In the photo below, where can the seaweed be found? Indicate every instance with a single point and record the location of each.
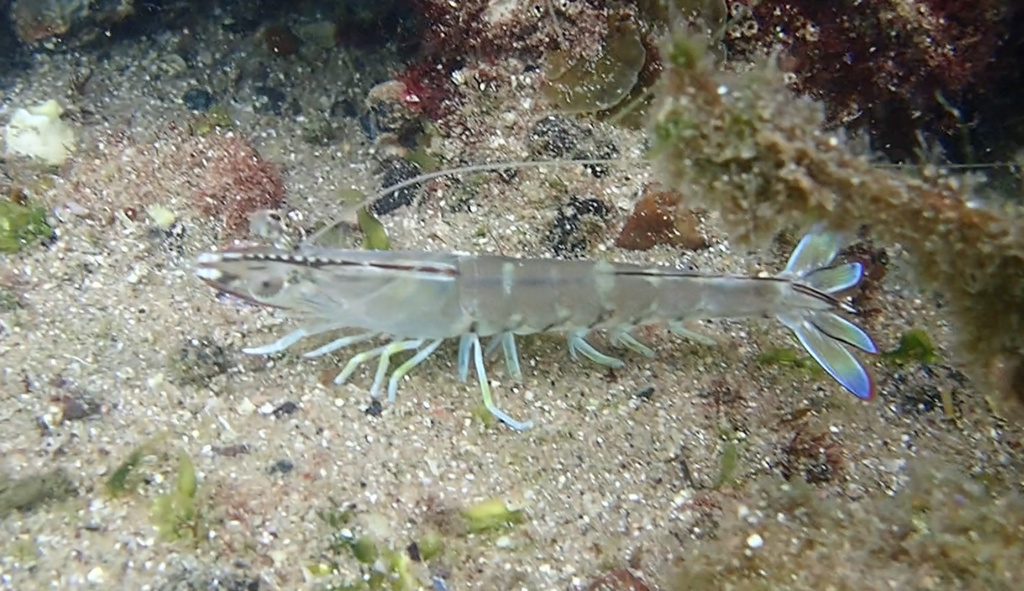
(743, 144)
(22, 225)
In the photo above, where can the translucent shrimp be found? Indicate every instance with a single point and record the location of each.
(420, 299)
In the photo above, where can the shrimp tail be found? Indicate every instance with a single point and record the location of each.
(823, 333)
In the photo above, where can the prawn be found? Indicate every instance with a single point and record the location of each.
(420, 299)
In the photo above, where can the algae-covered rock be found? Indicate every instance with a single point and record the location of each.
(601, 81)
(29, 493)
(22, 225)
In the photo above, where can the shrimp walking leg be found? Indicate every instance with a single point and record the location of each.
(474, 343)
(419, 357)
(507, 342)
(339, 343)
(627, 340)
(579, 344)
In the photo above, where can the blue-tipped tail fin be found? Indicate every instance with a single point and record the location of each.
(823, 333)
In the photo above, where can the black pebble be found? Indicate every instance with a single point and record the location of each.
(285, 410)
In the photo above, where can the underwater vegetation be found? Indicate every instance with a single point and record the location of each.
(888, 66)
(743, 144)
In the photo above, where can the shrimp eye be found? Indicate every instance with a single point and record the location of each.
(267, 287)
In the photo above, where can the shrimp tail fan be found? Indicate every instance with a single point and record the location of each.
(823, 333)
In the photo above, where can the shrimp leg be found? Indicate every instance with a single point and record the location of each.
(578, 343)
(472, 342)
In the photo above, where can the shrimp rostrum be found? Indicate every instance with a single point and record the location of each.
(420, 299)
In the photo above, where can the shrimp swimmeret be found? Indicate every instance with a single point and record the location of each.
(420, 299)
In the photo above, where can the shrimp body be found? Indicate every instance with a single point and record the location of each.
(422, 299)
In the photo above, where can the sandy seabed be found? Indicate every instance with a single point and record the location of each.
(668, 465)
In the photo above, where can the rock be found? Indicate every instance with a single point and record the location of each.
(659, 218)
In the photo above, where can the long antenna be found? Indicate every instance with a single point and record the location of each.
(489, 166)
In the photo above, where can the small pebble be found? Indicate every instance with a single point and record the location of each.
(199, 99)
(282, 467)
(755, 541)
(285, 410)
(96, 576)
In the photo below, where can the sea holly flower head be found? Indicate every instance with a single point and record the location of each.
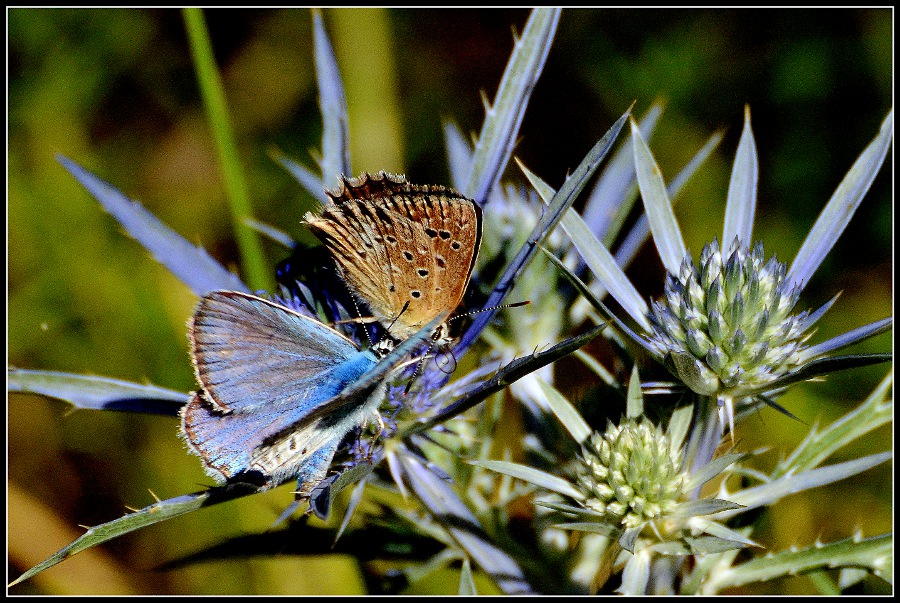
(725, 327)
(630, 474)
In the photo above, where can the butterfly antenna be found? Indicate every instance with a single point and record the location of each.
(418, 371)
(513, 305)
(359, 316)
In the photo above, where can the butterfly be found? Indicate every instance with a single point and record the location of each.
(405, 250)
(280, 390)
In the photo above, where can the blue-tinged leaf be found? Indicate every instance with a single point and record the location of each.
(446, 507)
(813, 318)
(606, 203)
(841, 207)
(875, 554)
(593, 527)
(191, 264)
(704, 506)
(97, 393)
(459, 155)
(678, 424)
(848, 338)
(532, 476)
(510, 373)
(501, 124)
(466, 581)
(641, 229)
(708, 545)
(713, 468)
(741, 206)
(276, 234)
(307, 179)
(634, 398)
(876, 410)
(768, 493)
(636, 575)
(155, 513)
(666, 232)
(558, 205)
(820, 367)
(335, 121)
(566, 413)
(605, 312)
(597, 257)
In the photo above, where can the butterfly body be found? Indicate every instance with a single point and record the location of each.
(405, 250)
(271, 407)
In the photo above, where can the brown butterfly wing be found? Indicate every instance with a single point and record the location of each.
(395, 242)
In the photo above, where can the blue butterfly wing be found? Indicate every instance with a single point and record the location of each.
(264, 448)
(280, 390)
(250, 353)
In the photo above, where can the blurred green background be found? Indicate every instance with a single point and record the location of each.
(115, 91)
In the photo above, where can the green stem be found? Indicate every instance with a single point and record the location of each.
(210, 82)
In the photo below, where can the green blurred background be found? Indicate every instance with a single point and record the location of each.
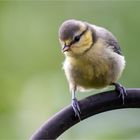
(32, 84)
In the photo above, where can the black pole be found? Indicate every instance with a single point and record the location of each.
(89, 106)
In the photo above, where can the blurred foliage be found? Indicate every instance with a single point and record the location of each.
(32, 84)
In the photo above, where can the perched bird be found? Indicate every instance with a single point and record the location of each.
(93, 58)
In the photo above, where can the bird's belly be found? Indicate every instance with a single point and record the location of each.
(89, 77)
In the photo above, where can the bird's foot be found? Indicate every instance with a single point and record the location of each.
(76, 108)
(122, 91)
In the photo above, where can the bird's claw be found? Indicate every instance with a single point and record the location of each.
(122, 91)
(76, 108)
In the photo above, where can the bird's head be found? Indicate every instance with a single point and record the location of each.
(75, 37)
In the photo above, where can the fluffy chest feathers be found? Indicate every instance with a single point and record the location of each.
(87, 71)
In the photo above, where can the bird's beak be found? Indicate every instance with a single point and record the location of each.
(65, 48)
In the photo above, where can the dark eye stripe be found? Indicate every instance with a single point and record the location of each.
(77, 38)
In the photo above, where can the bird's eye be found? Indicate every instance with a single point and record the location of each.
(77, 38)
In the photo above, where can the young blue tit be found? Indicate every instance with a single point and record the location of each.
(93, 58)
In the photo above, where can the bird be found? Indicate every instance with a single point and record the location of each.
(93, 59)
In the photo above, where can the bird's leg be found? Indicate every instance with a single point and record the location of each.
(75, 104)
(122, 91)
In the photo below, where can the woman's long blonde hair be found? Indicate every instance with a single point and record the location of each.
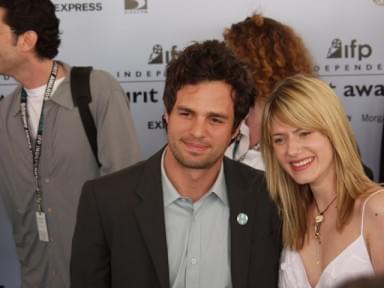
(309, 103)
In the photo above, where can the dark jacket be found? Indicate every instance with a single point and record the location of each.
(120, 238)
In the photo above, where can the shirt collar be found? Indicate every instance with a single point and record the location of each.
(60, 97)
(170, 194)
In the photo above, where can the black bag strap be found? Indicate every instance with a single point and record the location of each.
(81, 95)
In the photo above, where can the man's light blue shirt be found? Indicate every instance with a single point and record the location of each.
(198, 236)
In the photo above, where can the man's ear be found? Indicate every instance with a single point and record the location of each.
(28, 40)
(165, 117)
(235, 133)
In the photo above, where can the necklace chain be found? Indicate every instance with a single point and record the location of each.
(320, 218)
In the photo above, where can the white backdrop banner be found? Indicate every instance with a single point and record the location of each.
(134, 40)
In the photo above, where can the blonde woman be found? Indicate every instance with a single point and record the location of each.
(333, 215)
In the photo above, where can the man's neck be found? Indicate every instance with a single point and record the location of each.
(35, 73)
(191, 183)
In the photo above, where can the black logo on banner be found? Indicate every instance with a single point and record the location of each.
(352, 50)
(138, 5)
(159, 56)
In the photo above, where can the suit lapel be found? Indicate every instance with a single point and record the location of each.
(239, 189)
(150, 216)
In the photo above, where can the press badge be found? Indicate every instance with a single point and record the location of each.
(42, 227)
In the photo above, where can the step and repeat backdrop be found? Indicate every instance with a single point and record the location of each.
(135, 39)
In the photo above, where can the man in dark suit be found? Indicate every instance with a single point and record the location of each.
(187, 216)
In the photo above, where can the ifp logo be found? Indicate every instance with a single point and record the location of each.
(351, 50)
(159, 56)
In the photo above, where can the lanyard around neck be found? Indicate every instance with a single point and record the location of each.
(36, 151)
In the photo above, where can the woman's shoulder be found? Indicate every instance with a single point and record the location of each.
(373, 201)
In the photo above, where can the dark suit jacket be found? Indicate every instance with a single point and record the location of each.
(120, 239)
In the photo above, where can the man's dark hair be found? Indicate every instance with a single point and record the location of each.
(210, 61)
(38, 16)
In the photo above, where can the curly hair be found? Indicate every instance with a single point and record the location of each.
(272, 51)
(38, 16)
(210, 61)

● **YOUR INSTRUCTIONS**: Repeat the material above word for word and skip every image in it.

● **RESULT OF THIS TASK**:
In the photo below, where can the seaweed be found? Indicate every instance with a single point and record the location of each.
(743, 144)
(22, 225)
In the photo above, where can the translucent shrimp be found? Indicate every instance with a single point and record the location of each.
(420, 299)
In the photo above, where can the shrimp tail be found? Indicate every instance with a single point and record the location of each.
(823, 333)
In the photo above, where can the prawn be found? Indicate every instance with a single point and record the location of each.
(420, 299)
In the photo above, where can the algae-covered rock be found? Indicate every instance with a single point and record the location of each.
(601, 81)
(29, 493)
(22, 225)
In the photo above, where can the shrimp walking leg be found? Indicate every instance with a single point and record the location of each.
(474, 343)
(419, 357)
(507, 342)
(339, 343)
(627, 340)
(579, 344)
In the photo above, where can the blue-tipped tail fin be found? Indicate every instance with a single point and record the location of each.
(823, 333)
In the photo above, where can the black pebble be found? Indicate every instance with a single point and record the location of each.
(285, 410)
In the photo above, where can the underwater vegetation be found? Indicate every instance with a single point and record the location of each.
(888, 66)
(743, 144)
In the photo above, where can the shrimp eye be found? Indicate every instance with a single point and record the location of each.
(267, 287)
In the photo above, where can the shrimp tail fan be found? Indicate every instance with a single point and record the location of each.
(823, 333)
In the photo above, where can the shrimp leg be found? Indicate every instance with a single point and record the location of each.
(578, 343)
(472, 342)
In the photo above, where can the shrimp rostrum be found? Indicate every instance with a single point and record the location of each.
(420, 299)
In the photo above, where can the shrimp swimmeret be found? Indicate every instance with a single point and record the location of each.
(420, 299)
In the photo above, where can the shrimp body be found? Indicate every instance with a single point and record the location of each.
(422, 299)
In the photo above, where can the sandy seabed be found? Indicate every instance with a single point and record the location of each.
(668, 465)
In the photo above, where can the rock be found? Indicate every instance with a single point and record the location of each.
(659, 218)
In the photo above, where can the long antenna be found? Indicate every instance with a single point and record the location of each.
(489, 166)
In the photo above, where can the small pebble be found? Indicate every instance with a single point and record the location of each.
(199, 99)
(282, 467)
(755, 541)
(285, 410)
(96, 576)
In the photo below, where can the sea holly flower head be found? Indicate every instance with a single point and record the location of each.
(725, 327)
(630, 474)
In the photo above, where can the butterfly antenna be found? Indicate every instance with a single point and record the location of each.
(418, 371)
(513, 305)
(359, 316)
In the photo above, where can the butterfly be found? Indicate every instance with a single point and record the location of each.
(405, 250)
(280, 390)
In the photo above, where can the blue-tinged leaf be found? Indicate every instance with a single point and record the location of each.
(446, 507)
(813, 318)
(606, 203)
(841, 207)
(875, 554)
(593, 527)
(191, 264)
(704, 506)
(97, 393)
(459, 155)
(678, 424)
(848, 338)
(532, 476)
(510, 373)
(501, 124)
(466, 581)
(641, 229)
(708, 545)
(713, 468)
(741, 206)
(276, 234)
(307, 179)
(634, 398)
(876, 410)
(768, 493)
(636, 575)
(155, 513)
(666, 232)
(558, 205)
(820, 367)
(335, 121)
(566, 413)
(605, 312)
(597, 257)
In the photo above, where can the butterfly body be found? Indicate every instance with a single point and record the location of each.
(405, 250)
(271, 407)
In the photo above, where can the brown butterfly wing be found? Indicate every instance with a single point and record the location of each.
(395, 242)
In the photo above, where can the blue butterfly wing be found? Indicate every instance with a single point and record the location of each.
(264, 448)
(280, 390)
(250, 353)
In the photo above, where can the blurred green background be found? Indicate every instance with a single point and record the location of each.
(115, 91)
In the photo above, where can the green stem be found? Indicate every instance with a single point and record the location of each.
(210, 82)
In the photo below, where can the green blurred background be found? Indicate every instance with a single point and record the location of each.
(32, 84)
In the photo above, where can the black pole be found? Indicate every instance with a single point and record the location of each.
(89, 106)
In the photo above, where can the blurred foliage be found? Indicate every instance with a single point and record the location of each.
(32, 84)
In the photo above, where can the perched bird be found? Indicate every instance with a single point and record the location of each.
(93, 58)
In the photo above, where can the bird's belly be found? Indicate every instance with a single point and record the location of each.
(89, 77)
In the photo above, where can the bird's foot be found? Indicate every instance with a single point and record the location of each.
(76, 108)
(122, 91)
In the photo above, where can the bird's claw be found? Indicate every instance with a single point and record the location of each.
(122, 91)
(76, 108)
In the photo above, where can the bird's head be found? Indicate every instance with a single point and record the location of each.
(75, 37)
In the photo above, where can the fluffy chest feathers be found? Indicate every instance with a single point and record the location of each.
(87, 71)
In the photo above, where can the bird's beak be found? Indicate every instance with a single point and record the location of each.
(65, 48)
In the photo above, where can the dark eye stripe be found? Indicate every instance with a single point and record the location of each.
(77, 38)
In the photo above, where can the bird's eye be found? Indicate every instance with a single point and record the location of each.
(77, 38)
In the photo above, where can the young blue tit be found? Indicate every instance with a single point and record the location of each.
(93, 58)
In the photo above, where can the bird be found? Indicate every instance with a single point and record the location of each.
(93, 59)
In the photo above, where can the bird's leg be found? Indicate every instance with a single point and record the location of each.
(75, 104)
(122, 91)
In the photo below, where can the woman's long blonde hair be found? Indicate every instance with a single point and record the location of each.
(309, 103)
In the photo above, where can the dark jacket be found? Indicate every instance with a single point and record the location of each.
(120, 238)
In the photo above, where can the shirt collar be found? Indicate every instance with a single point and record the location of each.
(60, 97)
(170, 194)
In the photo above, where can the black bag strap be found? Indicate every instance with a single point and record the location of each.
(81, 95)
In the photo above, where can the man's light blue shirt be found? Indicate every instance with a single point and record the location of each.
(198, 236)
In the photo above, where can the man's ear be found? Indicate every instance with a single point and record the location of each.
(28, 40)
(165, 117)
(235, 133)
In the photo above, where can the necklace chain be found? Indicate every instance with a single point and record the location of each.
(320, 218)
In the photo above, where can the white backdrop banner be found? Indicate every instance with a single point and record the location of each.
(134, 40)
In the photo above, where can the blonde woman be found? Indicate every instance with a single point and record the location of each.
(333, 215)
In the photo above, where can the man's neck be found? Indicate every instance with a single point and record the location of each.
(35, 73)
(191, 183)
In the photo above, where can the black logo on banner be found? Indicate every instance with a single point and record the location of each.
(352, 50)
(138, 5)
(159, 56)
In the photo above, where can the suit lapel be found? Indicate every instance with a single point and record the location of each.
(239, 189)
(150, 216)
In the photo above, where can the press badge be found? Indicate every instance with a single point and record the location of each.
(42, 227)
In the photo above, where can the step and repeat backdrop be found? Indicate every instance with a single point and record the location of each.
(135, 39)
In the photo above, where can the man in dark suit be found? Indicate every instance with a single point and record the location of each.
(187, 216)
In the photo above, where can the ifp logo be found? Indicate every instance with a single point and record the location of each.
(351, 50)
(159, 56)
In the photo above, where can the lanyard around neck be found? Indicate every instance with a single point and record the location of each.
(36, 151)
In the photo above, where can the woman's shoulder be found? Indicate every instance with a single point and record the location of each.
(373, 201)
In the photo above, where can the dark suit jacket be found? Indicate every instance with a single point and record the location of each.
(120, 239)
In the photo above, where can the man's dark hair be found? Indicate every instance with a single point and record the location of each.
(210, 61)
(38, 16)
In the photo above, where can the curly hair be found? Indicate every instance with a single point and record the location of each.
(272, 51)
(38, 16)
(210, 61)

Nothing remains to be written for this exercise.